◆ SOURCE TEXT
Winter does not have to mean that time of year where kids become lazy and gain weight and flab. I’m a certified personal trainer. I will start with younger children first, as far as getting them to exercise more in the winter.
Getting young kids to exercise more in the winter: Limit TV time and enroll them in winter programs at the local recreation center, such as swimming, dance, martial arts, gymnastics, tumbling, rock-wall climbing and miscellaneous physical activities that are designed for specific age brackets.
Rec centers have exercise classes for kids as young as 3 years. Kids this young can learn rock-wall climbing, and independent martial arts schools often have classes for preschool children.
Getting grade school kids to exercise more in the winter: Limit TV and computer time and enroll them, again, at the local rec center. However, parents can take older children on winter hikes or even bike rides if you live in a southern state.
Take your kids to the park and shoot hopes, play Frisbee or toss footballs. On a sunny winter day with all the snow melted, these activities can be enjoyed.
Getting adolescent and teen kids to exercise more in the winter. Apply the previous guidelines, but consider adding one more to the list: Signing them up for personal training.
Now, I fully realize that this is nowhere near in many peoples’ budgets. But the reality is, there are plenty of parents out there who have money to burn, PLUS lazy and unmotivated kids.
If the money is there, put it to good use: What you may think is the laziest kid in the world might actually get hooked on personal training sessions — and being overweight is NOT a requirement for this! Personal training is more than just about losing weight; it’s about getting clients excited about exercise and fitness, and learning proper technique.

◆ SOURCE DATA

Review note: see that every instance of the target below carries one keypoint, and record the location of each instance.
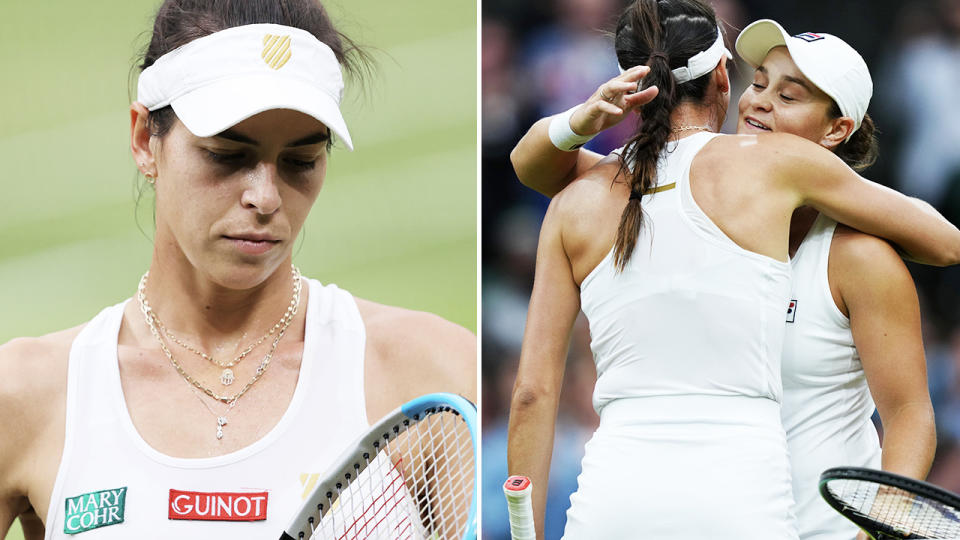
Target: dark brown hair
(179, 22)
(862, 149)
(663, 35)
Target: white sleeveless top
(112, 485)
(693, 312)
(687, 345)
(826, 403)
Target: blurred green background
(395, 222)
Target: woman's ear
(837, 131)
(143, 156)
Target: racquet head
(411, 476)
(890, 506)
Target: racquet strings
(419, 485)
(895, 510)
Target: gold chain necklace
(150, 318)
(227, 376)
(679, 129)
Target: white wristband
(562, 135)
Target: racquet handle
(518, 491)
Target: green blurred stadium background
(395, 222)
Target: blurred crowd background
(541, 57)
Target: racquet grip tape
(518, 491)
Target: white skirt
(685, 467)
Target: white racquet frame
(375, 445)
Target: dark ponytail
(179, 22)
(861, 150)
(662, 35)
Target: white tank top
(112, 485)
(693, 312)
(826, 403)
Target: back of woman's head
(179, 22)
(663, 35)
(862, 149)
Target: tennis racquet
(519, 493)
(890, 506)
(413, 475)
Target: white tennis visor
(701, 63)
(219, 80)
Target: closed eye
(302, 164)
(224, 157)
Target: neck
(688, 115)
(800, 223)
(210, 311)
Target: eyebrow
(319, 137)
(795, 80)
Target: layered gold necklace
(227, 375)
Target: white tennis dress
(687, 343)
(826, 403)
(112, 485)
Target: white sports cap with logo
(219, 80)
(826, 60)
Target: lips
(253, 244)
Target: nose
(760, 99)
(261, 192)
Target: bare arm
(411, 353)
(543, 167)
(879, 294)
(820, 179)
(21, 449)
(554, 305)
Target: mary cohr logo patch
(94, 510)
(219, 506)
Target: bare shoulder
(868, 269)
(420, 351)
(35, 366)
(587, 213)
(592, 191)
(863, 252)
(33, 380)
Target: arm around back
(818, 178)
(879, 294)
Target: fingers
(637, 99)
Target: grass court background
(395, 222)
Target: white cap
(219, 80)
(826, 60)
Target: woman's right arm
(818, 178)
(543, 167)
(554, 305)
(17, 430)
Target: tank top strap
(334, 343)
(810, 265)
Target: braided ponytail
(662, 35)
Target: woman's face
(781, 99)
(231, 205)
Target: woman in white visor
(679, 257)
(205, 405)
(853, 340)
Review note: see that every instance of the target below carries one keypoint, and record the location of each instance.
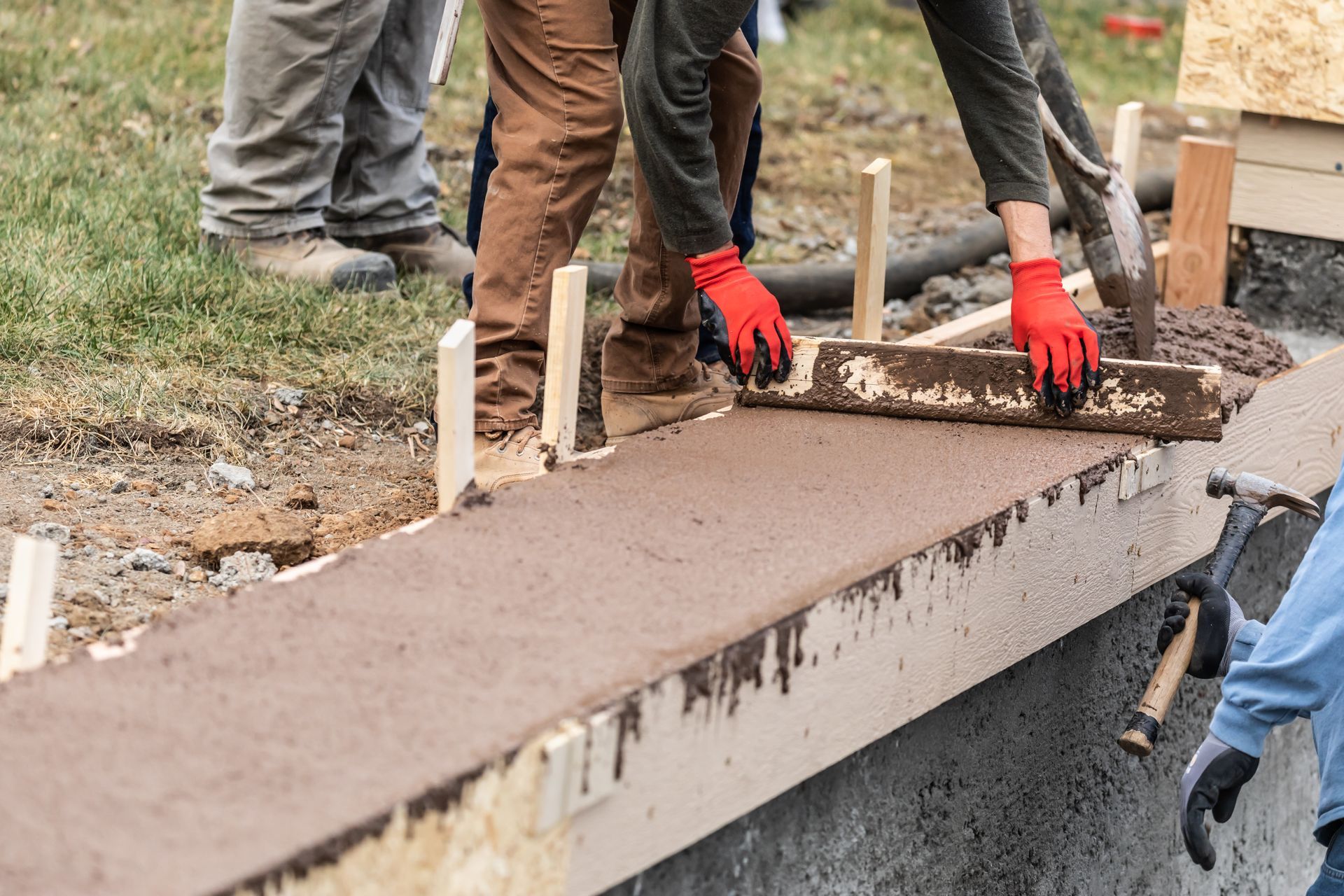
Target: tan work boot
(626, 414)
(508, 457)
(436, 248)
(309, 255)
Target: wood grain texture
(1273, 57)
(1196, 270)
(944, 383)
(456, 412)
(564, 359)
(870, 272)
(1289, 200)
(1128, 140)
(1291, 143)
(996, 317)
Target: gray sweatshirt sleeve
(995, 96)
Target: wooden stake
(445, 42)
(33, 578)
(456, 412)
(1196, 272)
(977, 386)
(870, 273)
(564, 359)
(1124, 148)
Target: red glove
(742, 317)
(1046, 324)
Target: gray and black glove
(1215, 629)
(1212, 780)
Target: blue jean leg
(1331, 883)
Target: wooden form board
(1289, 176)
(997, 317)
(979, 386)
(1273, 57)
(1196, 267)
(1069, 558)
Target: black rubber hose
(809, 288)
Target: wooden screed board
(979, 386)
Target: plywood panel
(1288, 200)
(1273, 57)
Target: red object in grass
(1119, 26)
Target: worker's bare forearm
(1027, 227)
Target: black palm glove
(1215, 629)
(1212, 780)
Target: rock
(52, 531)
(244, 568)
(234, 477)
(147, 561)
(281, 535)
(289, 397)
(302, 498)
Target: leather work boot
(508, 457)
(626, 414)
(309, 255)
(436, 248)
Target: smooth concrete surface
(1016, 788)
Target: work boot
(436, 248)
(626, 414)
(309, 255)
(507, 457)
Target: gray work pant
(324, 106)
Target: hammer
(1253, 496)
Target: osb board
(1275, 57)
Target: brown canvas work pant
(554, 77)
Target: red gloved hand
(1063, 348)
(742, 317)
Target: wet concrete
(1016, 788)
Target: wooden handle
(1161, 690)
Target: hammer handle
(1242, 519)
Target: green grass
(111, 316)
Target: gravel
(234, 477)
(147, 561)
(244, 567)
(52, 531)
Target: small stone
(302, 498)
(52, 531)
(244, 568)
(147, 561)
(289, 397)
(284, 536)
(234, 477)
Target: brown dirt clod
(284, 536)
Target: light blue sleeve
(1291, 665)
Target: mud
(244, 734)
(1209, 335)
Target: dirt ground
(374, 486)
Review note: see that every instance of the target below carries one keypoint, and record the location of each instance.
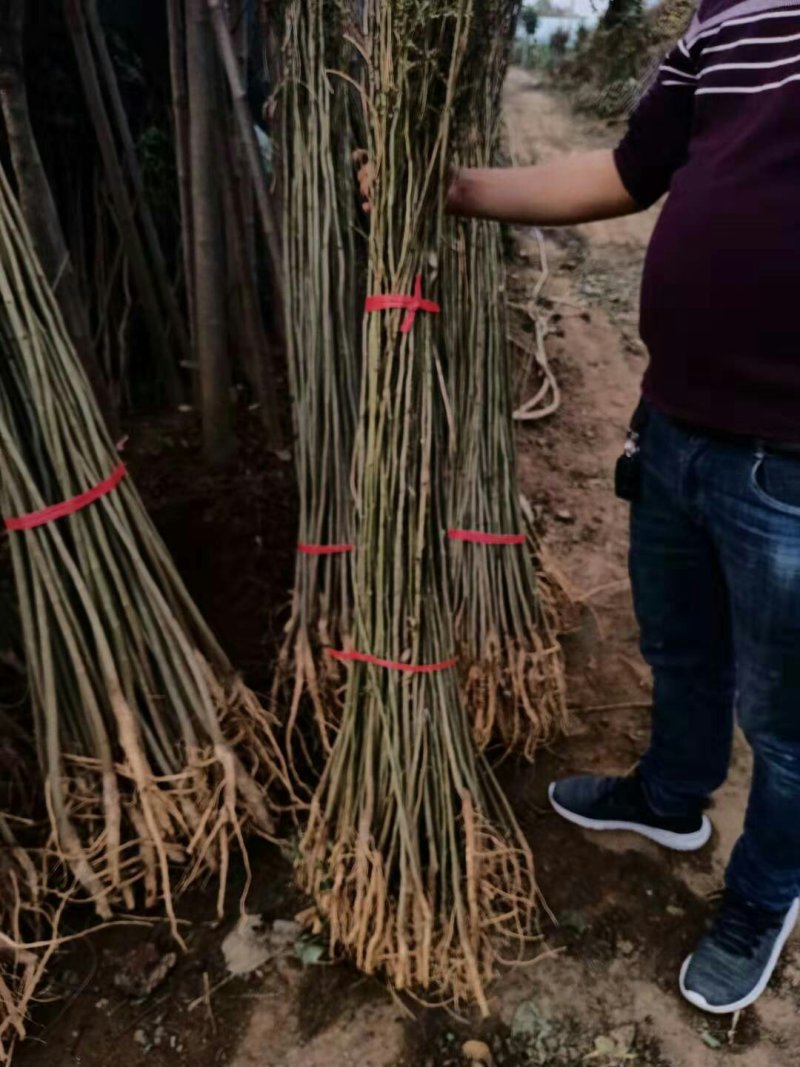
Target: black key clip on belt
(628, 474)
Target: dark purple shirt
(720, 130)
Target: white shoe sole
(699, 1001)
(676, 842)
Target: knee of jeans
(778, 750)
(767, 704)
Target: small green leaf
(707, 1038)
(308, 951)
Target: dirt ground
(625, 912)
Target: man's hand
(581, 188)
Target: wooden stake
(180, 121)
(209, 248)
(134, 172)
(244, 122)
(36, 201)
(123, 207)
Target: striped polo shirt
(720, 307)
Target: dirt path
(626, 912)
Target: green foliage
(559, 43)
(157, 159)
(529, 18)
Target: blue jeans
(715, 564)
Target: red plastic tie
(364, 657)
(34, 519)
(412, 304)
(475, 537)
(324, 550)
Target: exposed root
(437, 933)
(148, 837)
(517, 697)
(24, 913)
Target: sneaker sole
(699, 1001)
(668, 839)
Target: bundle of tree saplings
(26, 918)
(155, 754)
(323, 293)
(505, 624)
(411, 853)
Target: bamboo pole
(123, 207)
(36, 198)
(244, 122)
(134, 172)
(180, 122)
(209, 249)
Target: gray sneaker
(620, 803)
(735, 960)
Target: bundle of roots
(153, 751)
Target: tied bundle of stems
(505, 619)
(322, 296)
(411, 851)
(24, 917)
(154, 752)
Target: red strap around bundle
(412, 304)
(364, 657)
(324, 550)
(475, 537)
(34, 519)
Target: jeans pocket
(776, 481)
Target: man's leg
(682, 606)
(752, 504)
(761, 551)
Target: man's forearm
(575, 189)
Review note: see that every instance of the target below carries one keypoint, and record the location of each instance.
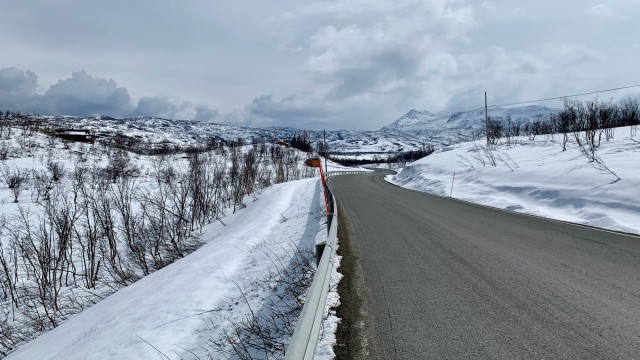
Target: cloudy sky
(309, 63)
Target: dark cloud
(85, 95)
(154, 106)
(16, 88)
(15, 81)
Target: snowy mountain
(409, 132)
(462, 126)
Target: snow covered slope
(409, 132)
(537, 177)
(463, 126)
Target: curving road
(441, 279)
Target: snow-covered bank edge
(536, 177)
(163, 309)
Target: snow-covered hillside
(178, 311)
(409, 132)
(463, 126)
(536, 177)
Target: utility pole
(486, 118)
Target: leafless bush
(15, 178)
(596, 161)
(260, 335)
(464, 161)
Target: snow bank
(537, 177)
(163, 312)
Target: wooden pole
(486, 118)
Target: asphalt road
(443, 279)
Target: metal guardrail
(305, 336)
(346, 172)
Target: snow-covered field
(168, 313)
(536, 177)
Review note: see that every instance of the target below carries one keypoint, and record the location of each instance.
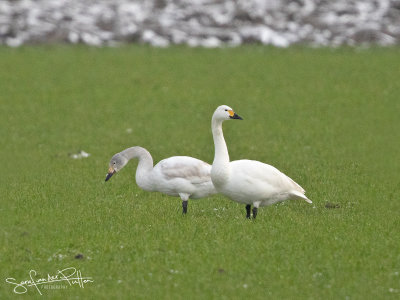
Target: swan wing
(184, 167)
(258, 173)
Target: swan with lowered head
(247, 181)
(180, 176)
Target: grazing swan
(247, 181)
(179, 176)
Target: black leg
(255, 212)
(248, 207)
(184, 207)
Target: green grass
(327, 118)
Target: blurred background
(205, 23)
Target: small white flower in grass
(79, 155)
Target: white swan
(179, 176)
(247, 181)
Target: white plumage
(180, 176)
(248, 181)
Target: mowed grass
(327, 118)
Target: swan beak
(234, 115)
(110, 173)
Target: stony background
(207, 23)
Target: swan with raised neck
(247, 181)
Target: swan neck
(145, 165)
(221, 156)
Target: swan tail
(300, 195)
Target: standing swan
(179, 176)
(247, 181)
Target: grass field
(327, 118)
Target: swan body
(247, 181)
(179, 176)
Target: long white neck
(220, 171)
(144, 168)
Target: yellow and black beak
(110, 173)
(233, 115)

◆ QUESTIONS TO ANSWER
(1) How young can children be to take exercise classes at rec centers, according to the article on kids' winter exercise?
(2) In the article on kids' winter exercise, rewrite the stretch from "Getting young kids" through "can be enjoyed.", changing "Frisbee" to "catch".
(3) Write the next part of the article on kids' winter exercise, picking up after its final sentence.

◆ ANSWERS IN ORDER
(1) As young as 3 years.

(2)
Getting young kids to exercise more in the winter: Limit TV time and enroll them in winter programs at the local recreation center, such as swimming, dance, martial arts, gymnastics, tumbling, rock-wall climbing and miscellaneous physical activities that are designed for specific age brackets.
Rec centers have exercise classes for kids as young as 3 years. Kids this young can learn rock-wall climbing, and independent martial arts schools often have classes for preschool children.
Getting grade school kids to exercise more in the winter: Limit TV and computer time and enroll them, again, at the local rec center. However, parents can take older children on winter hikes or even bike rides if you live in a southern state.
Take your kids to the park and shoot hopes, play catch or toss footballs. On a sunny winter day with all the snow melted, these activities can be enjoyed.

(3)
For parents who don’t have the funds for personal training, what about just getting your kids a youth membership at the local rec center or even gym? In fact, if you work out, take your kid with you and show him/her the ropes.
If you don’t belong to a gym, consider joining, or, purchase some workout DVDs and work out with your kids to them. You can also buy some rudimentary exercise equipment like dumbbells, a medicine ball and tension bands. Older kids can also be signed up for volleyball and basketball programs.
All ages can participate in bowling and sledding. And please, in your attempt to get your kids to exercise more this winter, don’t think the problem is solved by making them shovel snow.
First of all, snowfall isn’t frequent enough; exercise should be at least three days a week. Second, shoveling can lead to back injury in kids — this is a form of haphazard, non-structured weight lifting and should never, ever be compared to “playing in the snow.”
Last but not least, to get your kids to exercise more this winter, you may want to consider delegating the pushups and mountain climbers every time they act “disrespectful”!